* Quoted passage
+-------+
[Global_industry_committee] Preliminary FTC Staff Report - Protecting Consumer Privacy in an Era of Rapid Change

Colin Watson colin.watson at owasp.org
Wed Jan 26 05:00:24 EST 2011


Folks

http://www.owasp.org/index.php/Industry:FTC_Protecting_Consumer_Privacy#Draft_Text_version_2

I am about to email the Leaders List, since I think this might benefit
from a few more viewpoints.

Colin




On 18 January 2011 17:28, Colin Watson <colin.watson at owasp.org> wrote:
> Folks
>
> I'm going to work through this one tomorrow, and see where we can best
> comment, if at all.  These 3 questions may be the most relevant:
>
>  "How can the full range of stakeholders be given an incentive to
>   develop and deploy privacy-enhancing technologies?
>
>   "What roles should different industry participants – e.g., browser vendors,
>    website operators, advertising companies – play in addressing privacy
>   concerns with more effective technologies for consumer control?"
>
>   "Is the list of proposed “commonly accepted practices” set forth in
>    Section V(C)(1) of the report too broad or too narrow?"
>
>
> Colin
>
>
> On 17 December 2010 14:49, Colin Watson <colin.watson at owasp.org> wrote:
>> I'm less certain about this...
+-------+
* Explore the material
(1) From the mailing-list message about the FTC privacy report, list the industry participants named as examples in the quoted question about roles.
(2) In the mailing-list message about the FTC privacy report, which list does Colin Watson say he is about to email?
(3) Extend the mailing-list message about the FTC privacy report past its final sentence.

* Provided data
+-------+
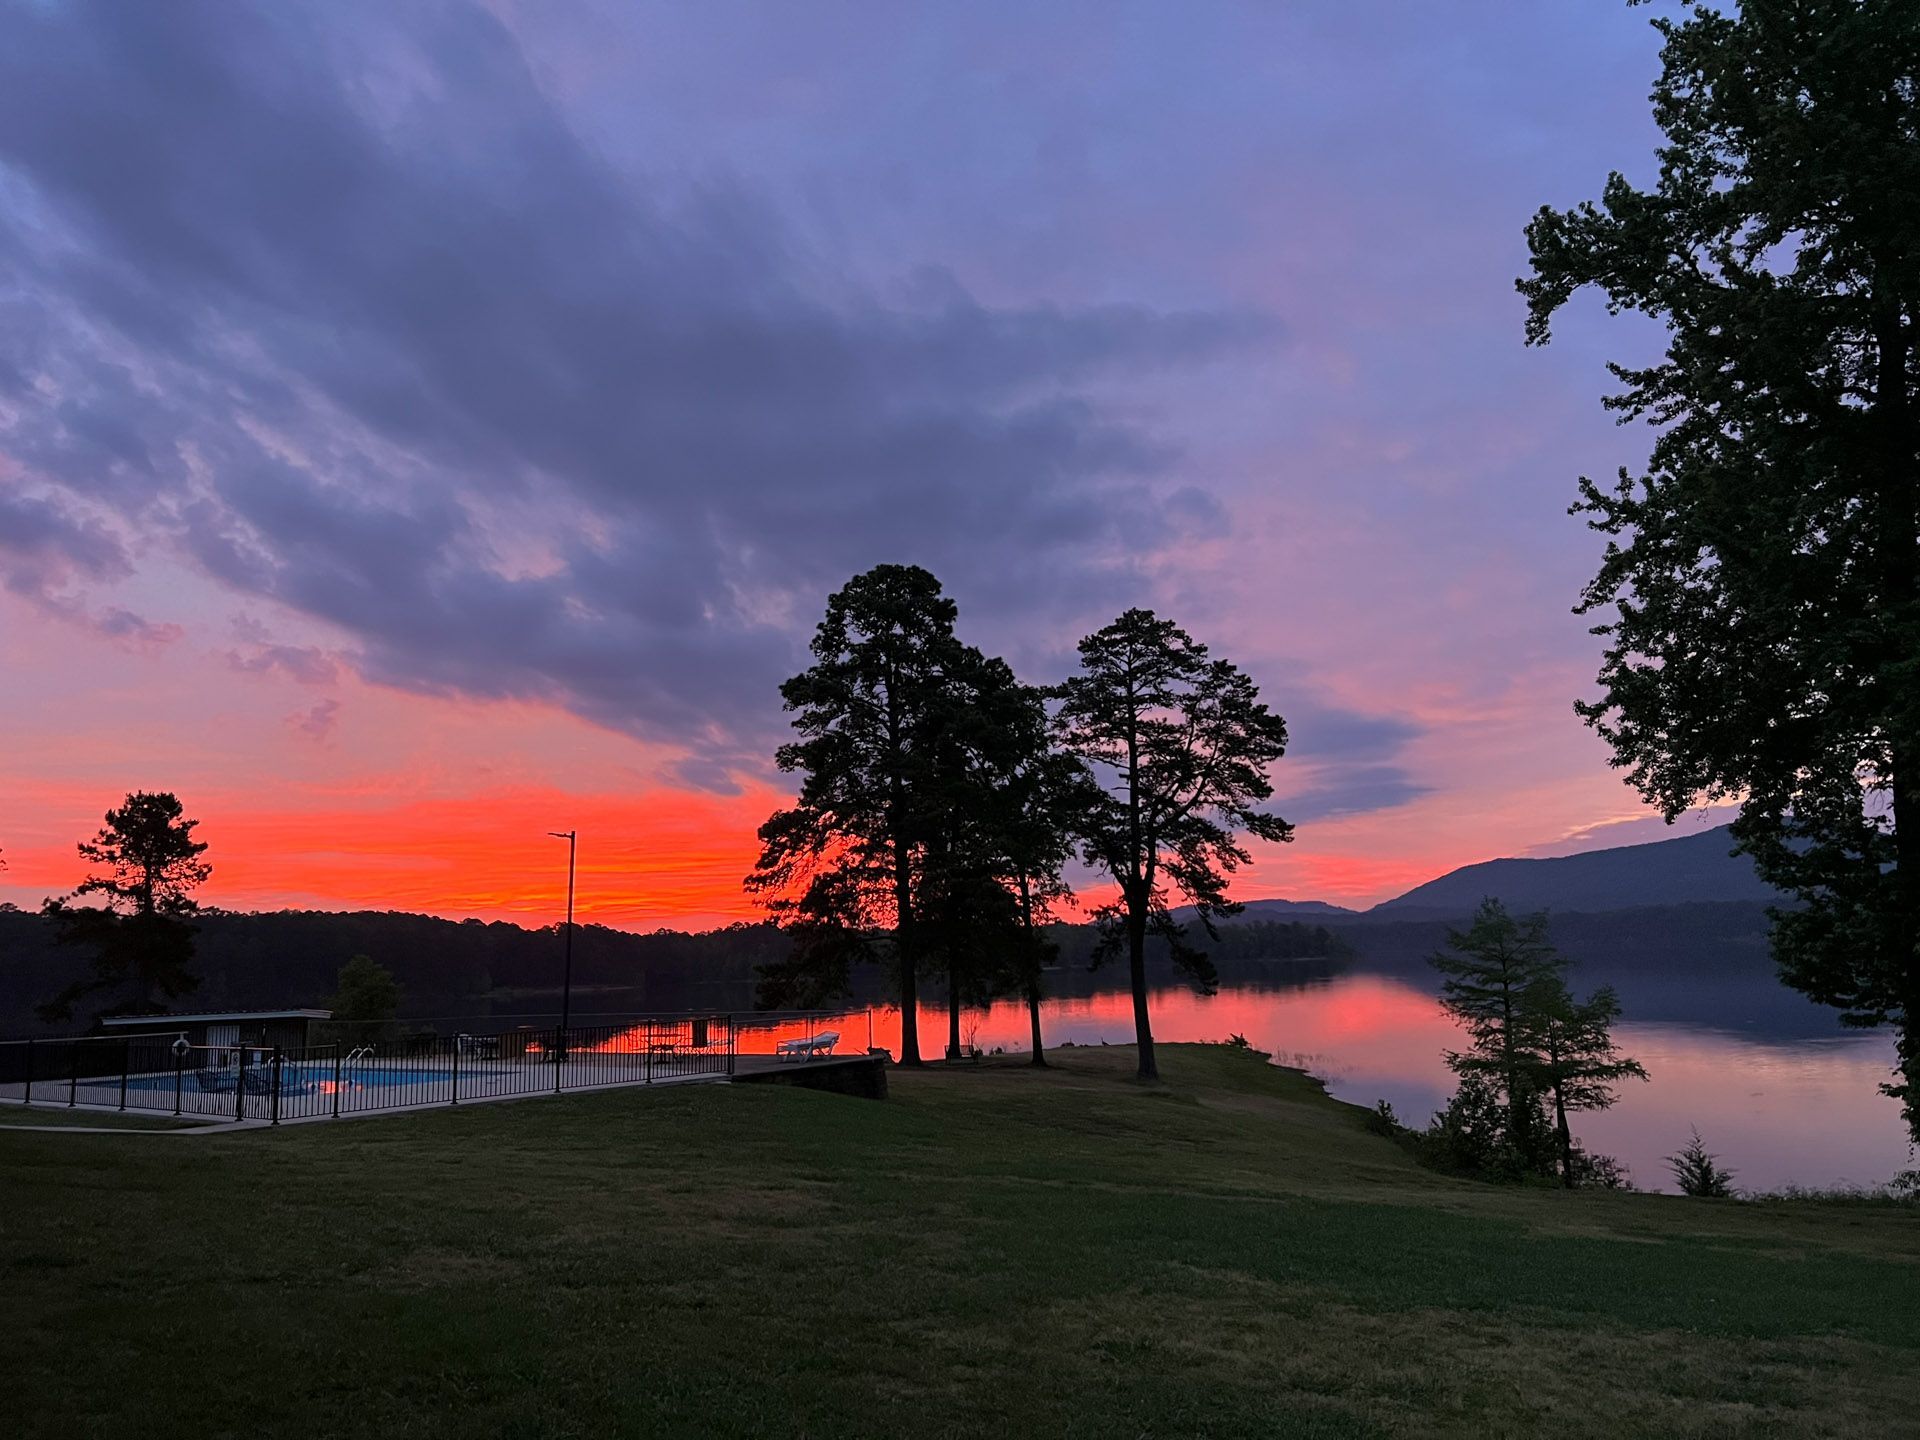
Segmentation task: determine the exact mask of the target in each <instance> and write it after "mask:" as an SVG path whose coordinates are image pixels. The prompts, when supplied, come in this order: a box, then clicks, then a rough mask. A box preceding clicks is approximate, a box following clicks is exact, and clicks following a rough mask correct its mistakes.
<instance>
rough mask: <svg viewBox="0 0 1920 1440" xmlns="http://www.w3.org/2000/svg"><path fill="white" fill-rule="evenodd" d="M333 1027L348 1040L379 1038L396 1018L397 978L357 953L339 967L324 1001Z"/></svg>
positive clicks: (381, 1035) (376, 961) (393, 975)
+-------+
* Results for the exercise
(1)
- browser vendors
- website operators
- advertising companies

(2) The Leaders List.

(3)
>>
>>  Protecting Consumer Privacy in an Era of Rapid Change
>>  A framework for businesses and policymakers
>>  http://www.ftc.gov/os/2010/12/101201privacyreport.pdf
>>
>> but it is aimed at business, and OWASP has already been cited in this
>> FTC document:
>>
>>  Protecting Personal Information: A Guide for Business
>>  http://business.ftc.gov/documents/bus69-protecting-personal-information-guide-business
>>
>> The proposed framework is based on three principles, which have some
>> relevant content:
>>
>> 1. Privacy by design
>> 2. Simplified choice
>> 3. Greater transparency
>>
>> In the first of these "data security" is listed as an example practice
>> to build in.  This document also talks about a persistent mechanism to
>> allow consumers to opt out of tracking - commentators elsewhere
>> believe this might be a "Do Not Track" header added by the browser.  I
>> think we need to be careful what constitutes tracking - behavioural
>> advertising yes, but how about security event logging, incident
>> response or even session management?
>>
>> Responses are being accepted until 31 January 2011.  Is it worth responding to:
>>
>> 1. if OWASP has something relevant to say, and
>> 2. to keep OWASP on the radar as an organisation that engages with others
>>
>> ?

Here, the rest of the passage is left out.